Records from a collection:

..........

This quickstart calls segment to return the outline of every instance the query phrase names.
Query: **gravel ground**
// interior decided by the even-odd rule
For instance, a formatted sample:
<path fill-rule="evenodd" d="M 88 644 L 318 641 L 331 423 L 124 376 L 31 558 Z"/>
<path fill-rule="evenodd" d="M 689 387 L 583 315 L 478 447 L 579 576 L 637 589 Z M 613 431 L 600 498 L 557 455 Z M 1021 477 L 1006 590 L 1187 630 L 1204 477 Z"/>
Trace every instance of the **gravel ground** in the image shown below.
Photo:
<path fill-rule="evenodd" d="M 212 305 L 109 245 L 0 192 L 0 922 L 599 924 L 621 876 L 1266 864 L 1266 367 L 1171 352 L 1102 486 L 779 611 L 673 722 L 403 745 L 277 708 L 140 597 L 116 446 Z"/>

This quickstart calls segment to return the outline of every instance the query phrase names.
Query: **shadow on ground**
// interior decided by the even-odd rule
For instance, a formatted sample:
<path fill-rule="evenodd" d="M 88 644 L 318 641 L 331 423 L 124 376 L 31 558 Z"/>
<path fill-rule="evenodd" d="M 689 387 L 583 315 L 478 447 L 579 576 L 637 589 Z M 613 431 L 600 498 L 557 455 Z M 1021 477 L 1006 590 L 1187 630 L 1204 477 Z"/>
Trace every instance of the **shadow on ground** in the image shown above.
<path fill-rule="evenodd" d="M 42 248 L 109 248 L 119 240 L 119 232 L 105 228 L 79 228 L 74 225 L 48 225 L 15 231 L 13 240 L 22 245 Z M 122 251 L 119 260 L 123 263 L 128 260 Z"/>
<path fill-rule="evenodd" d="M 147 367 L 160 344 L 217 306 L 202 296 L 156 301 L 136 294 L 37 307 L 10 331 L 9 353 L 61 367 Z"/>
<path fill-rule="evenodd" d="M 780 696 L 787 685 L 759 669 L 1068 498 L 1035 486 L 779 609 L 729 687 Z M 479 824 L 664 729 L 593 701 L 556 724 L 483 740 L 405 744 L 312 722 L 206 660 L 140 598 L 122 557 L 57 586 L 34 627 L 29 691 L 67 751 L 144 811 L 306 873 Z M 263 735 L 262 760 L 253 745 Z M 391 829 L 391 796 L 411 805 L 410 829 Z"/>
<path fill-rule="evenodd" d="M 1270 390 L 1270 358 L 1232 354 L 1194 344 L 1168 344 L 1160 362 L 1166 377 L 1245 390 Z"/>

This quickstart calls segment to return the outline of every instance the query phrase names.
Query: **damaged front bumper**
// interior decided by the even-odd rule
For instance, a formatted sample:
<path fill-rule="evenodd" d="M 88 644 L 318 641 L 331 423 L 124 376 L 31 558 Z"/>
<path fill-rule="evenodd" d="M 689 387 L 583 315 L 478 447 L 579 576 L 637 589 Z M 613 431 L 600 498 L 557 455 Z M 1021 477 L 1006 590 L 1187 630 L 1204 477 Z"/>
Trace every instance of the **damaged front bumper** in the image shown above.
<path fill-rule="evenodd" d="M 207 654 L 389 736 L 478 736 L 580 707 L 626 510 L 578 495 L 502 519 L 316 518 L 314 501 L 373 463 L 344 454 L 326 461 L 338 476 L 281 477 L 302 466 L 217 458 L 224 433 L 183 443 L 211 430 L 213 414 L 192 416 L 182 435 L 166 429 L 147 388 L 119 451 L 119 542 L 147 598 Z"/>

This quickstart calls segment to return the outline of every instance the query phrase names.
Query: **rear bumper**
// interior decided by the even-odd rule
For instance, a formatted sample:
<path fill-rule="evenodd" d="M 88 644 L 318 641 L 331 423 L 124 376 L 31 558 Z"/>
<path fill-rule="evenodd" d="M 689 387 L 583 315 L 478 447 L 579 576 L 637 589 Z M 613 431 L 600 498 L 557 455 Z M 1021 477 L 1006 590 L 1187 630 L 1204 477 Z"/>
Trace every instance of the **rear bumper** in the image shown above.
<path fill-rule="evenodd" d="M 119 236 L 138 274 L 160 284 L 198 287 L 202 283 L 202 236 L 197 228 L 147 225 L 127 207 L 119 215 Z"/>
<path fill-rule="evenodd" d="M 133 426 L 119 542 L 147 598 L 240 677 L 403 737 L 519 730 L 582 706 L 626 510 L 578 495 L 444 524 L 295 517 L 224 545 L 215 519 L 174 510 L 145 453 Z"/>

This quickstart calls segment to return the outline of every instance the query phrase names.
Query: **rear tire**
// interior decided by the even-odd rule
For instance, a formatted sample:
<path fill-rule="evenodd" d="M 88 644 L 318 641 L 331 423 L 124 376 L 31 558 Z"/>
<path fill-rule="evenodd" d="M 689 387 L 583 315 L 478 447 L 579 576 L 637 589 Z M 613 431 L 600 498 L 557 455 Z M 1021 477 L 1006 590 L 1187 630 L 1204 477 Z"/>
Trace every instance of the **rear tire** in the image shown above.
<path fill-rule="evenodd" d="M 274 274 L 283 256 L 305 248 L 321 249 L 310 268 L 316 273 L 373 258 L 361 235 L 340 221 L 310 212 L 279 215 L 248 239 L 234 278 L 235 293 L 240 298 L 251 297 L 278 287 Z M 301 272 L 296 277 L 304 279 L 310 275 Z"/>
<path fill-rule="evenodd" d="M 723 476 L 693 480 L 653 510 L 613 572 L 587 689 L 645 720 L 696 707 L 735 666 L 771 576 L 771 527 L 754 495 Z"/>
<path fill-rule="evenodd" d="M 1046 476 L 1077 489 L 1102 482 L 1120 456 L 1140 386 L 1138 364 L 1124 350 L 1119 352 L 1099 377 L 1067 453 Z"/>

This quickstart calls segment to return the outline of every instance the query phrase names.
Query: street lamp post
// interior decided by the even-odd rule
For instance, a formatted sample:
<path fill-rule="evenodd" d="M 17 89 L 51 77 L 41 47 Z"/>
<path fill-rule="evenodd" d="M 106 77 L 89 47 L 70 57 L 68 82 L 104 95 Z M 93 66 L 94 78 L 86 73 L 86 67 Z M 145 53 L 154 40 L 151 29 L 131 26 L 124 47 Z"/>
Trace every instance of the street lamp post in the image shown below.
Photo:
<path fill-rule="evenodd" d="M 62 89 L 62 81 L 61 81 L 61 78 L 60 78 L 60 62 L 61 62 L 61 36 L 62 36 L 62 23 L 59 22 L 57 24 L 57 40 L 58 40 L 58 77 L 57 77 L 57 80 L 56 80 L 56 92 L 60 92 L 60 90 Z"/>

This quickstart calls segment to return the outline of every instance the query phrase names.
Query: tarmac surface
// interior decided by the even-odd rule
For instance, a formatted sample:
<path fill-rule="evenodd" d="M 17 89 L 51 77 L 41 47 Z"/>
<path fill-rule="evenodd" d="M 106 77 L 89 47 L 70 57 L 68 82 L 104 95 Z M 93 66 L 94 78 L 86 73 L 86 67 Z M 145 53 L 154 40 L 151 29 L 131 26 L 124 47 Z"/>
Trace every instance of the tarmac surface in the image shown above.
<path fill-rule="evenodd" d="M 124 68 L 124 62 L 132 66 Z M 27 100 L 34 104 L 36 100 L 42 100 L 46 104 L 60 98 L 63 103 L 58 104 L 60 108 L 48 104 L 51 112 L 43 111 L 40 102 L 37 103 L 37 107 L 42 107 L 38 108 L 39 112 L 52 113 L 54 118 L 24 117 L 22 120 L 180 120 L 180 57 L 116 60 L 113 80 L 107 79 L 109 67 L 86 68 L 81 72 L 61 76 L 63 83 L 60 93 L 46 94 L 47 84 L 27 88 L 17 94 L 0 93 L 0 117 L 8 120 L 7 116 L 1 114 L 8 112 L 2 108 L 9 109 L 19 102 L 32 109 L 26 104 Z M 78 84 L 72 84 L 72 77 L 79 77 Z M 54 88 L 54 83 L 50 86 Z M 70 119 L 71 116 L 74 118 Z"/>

..........

* **Work required**
Locate each line in the records above that contains the string "damaged", treating uppercase and lowercase as different, and copy every such line.

* **Expected answer**
Query: **damaged front bumper**
Trace every instance of the **damaged front bumper** in the image shown above.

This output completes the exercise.